▶ Provided passage
The RoHS directive outlines what it calls manufacturer obligations, which include documentation procedures for compliance and notification of changes in design or spec. Some of the highlights of these obligations are:

  • Once compliance can be demonstrated, manufacturers can draw up an EC Declaration of Conformity and affix the CE marking on the finished product. (The CE does not apply specifically to just RoHS compliance.)
  • Manufacturers also have to ensure that procedures are in place for series production to remain in conformity. Changes in design or specs must be declared.
  • Manufacturers must keep a register of non-conforming electrical and electronic equipment (EEE) and product recalls, and keep distributors informed of these actions.
  • Manufacturers must ensure that any EEE bears a type, batch, or serial number or other element allowing its identification or, where the size or nature of the EEE does not allow it, that the required information is provided on the packaging or in a document accompanying the EEE.

▶ Work instructions
List the kinds of number that the RoHS passage says electrical and electronic equipment may bear for identification. The records after this passage have nothing to do with it and are not used.

▶ Dataset content
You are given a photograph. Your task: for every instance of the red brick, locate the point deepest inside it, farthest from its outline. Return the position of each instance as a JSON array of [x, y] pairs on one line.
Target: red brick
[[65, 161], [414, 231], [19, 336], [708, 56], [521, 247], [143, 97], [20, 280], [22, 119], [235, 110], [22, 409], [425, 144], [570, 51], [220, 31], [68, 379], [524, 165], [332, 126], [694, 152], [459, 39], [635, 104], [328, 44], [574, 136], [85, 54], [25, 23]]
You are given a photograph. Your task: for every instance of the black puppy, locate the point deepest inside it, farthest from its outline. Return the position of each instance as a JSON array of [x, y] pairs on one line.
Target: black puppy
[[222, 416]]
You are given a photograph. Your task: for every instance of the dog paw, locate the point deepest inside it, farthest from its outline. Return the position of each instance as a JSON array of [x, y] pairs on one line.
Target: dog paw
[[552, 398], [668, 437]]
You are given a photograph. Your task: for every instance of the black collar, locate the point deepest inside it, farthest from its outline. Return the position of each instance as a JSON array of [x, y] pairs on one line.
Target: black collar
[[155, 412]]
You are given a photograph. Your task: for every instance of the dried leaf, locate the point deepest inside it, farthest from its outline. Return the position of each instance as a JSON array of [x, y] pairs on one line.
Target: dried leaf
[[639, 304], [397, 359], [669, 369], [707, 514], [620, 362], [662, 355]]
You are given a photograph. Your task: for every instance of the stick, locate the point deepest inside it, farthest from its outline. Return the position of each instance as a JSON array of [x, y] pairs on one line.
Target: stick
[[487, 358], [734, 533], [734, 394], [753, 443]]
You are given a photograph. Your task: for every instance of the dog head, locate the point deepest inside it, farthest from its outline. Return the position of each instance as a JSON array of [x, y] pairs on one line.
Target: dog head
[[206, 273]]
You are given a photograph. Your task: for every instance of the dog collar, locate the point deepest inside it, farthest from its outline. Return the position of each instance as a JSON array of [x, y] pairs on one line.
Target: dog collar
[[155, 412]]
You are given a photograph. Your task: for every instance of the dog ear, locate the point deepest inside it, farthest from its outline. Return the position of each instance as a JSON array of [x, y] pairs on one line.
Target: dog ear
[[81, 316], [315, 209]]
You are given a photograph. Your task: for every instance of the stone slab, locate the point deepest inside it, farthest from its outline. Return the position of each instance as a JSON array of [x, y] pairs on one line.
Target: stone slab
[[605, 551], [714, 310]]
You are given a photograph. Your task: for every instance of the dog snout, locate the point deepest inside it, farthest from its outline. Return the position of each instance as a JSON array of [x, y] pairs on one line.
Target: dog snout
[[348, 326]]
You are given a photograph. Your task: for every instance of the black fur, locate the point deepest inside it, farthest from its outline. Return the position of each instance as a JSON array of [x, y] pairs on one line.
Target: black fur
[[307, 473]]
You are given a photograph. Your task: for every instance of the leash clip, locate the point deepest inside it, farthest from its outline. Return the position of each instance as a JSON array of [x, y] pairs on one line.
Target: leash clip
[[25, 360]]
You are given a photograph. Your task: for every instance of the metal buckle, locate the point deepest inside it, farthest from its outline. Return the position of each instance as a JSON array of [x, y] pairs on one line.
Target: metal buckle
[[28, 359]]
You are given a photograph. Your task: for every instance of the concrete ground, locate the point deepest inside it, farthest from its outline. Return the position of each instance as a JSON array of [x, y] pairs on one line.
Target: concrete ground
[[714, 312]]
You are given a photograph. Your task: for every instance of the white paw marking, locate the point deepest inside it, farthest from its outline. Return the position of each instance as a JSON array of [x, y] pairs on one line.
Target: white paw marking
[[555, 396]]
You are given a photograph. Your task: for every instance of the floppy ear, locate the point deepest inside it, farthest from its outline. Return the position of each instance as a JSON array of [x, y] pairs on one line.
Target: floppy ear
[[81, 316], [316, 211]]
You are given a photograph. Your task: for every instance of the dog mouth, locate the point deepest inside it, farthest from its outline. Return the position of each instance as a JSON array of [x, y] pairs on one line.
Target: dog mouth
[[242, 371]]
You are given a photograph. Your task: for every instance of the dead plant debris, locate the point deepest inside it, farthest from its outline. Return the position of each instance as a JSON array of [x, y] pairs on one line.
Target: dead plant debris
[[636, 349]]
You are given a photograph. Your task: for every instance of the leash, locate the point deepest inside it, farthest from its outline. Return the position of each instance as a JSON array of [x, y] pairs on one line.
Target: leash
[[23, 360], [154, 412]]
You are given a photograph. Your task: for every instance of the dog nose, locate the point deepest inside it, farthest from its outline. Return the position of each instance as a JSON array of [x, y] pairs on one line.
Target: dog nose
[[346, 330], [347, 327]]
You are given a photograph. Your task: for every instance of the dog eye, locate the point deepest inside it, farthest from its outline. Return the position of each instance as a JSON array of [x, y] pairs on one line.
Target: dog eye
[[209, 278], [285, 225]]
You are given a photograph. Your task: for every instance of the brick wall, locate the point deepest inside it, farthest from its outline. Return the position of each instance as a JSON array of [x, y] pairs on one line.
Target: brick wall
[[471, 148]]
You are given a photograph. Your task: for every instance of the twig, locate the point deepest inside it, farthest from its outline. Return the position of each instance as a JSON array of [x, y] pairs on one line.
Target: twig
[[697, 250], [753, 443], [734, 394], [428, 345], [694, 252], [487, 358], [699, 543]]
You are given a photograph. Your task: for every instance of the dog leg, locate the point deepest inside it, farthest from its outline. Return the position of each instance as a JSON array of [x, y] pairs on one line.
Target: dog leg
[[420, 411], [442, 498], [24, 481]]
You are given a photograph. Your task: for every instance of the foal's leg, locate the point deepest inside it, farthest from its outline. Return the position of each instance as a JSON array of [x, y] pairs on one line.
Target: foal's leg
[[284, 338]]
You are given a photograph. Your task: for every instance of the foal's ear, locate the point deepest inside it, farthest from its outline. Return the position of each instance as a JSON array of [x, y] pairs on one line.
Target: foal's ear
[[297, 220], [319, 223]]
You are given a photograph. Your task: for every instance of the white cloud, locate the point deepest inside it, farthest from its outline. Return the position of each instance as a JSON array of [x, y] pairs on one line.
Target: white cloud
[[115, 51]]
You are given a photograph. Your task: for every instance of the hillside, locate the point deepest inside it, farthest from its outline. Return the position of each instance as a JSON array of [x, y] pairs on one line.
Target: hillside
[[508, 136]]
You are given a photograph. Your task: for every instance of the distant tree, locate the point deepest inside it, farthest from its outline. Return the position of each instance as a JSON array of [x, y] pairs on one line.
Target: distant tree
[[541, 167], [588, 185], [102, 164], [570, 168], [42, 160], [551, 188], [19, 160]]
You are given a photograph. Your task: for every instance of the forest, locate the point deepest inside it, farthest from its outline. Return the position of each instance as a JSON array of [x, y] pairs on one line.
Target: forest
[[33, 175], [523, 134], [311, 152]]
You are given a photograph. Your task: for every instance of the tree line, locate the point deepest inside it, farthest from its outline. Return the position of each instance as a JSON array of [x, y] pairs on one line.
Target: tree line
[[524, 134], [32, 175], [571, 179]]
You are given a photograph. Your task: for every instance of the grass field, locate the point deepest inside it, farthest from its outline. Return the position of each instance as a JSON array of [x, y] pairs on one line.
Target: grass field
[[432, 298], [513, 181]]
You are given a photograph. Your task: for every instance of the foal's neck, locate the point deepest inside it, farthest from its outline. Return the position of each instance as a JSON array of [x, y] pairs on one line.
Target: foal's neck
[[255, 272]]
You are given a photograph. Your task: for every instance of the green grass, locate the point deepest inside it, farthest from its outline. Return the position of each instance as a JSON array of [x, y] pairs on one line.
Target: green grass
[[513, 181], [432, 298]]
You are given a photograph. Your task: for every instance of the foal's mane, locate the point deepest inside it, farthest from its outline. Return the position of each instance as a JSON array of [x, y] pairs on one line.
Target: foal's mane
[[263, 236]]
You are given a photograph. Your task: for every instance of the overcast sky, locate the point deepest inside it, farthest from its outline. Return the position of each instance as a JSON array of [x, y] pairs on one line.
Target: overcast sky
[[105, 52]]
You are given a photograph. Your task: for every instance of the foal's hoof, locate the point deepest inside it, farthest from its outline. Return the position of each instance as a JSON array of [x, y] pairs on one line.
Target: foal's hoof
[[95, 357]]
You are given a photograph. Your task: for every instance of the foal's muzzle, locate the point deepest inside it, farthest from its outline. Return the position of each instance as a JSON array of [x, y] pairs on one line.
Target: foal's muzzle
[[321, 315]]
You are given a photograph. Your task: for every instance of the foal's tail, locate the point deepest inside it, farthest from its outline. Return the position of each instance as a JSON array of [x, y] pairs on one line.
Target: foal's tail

▶ Result below
- Type number
- Batch number
- Serial number